__Task details__: Nothing in the records below should be altered in the copy, although the pictures must be left out.

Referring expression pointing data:
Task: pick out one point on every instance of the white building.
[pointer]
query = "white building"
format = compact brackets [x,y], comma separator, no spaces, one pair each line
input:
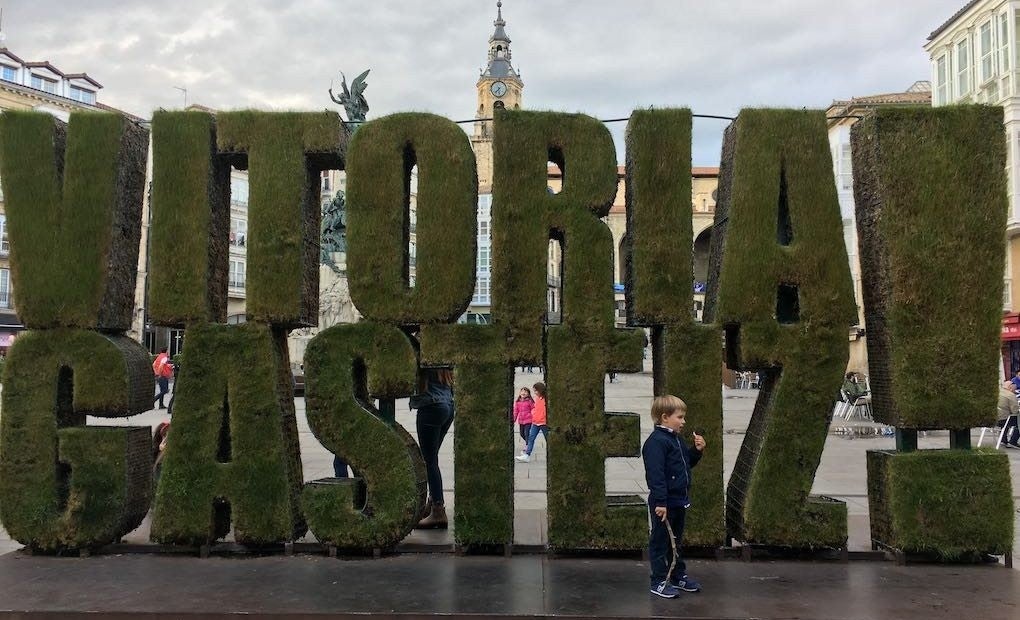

__Answer space__:
Task: pick out one point on every instance of the white building.
[pointer]
query = "white building"
format = compact brackets [x,y], comma separator, no spaces, one pair each line
input:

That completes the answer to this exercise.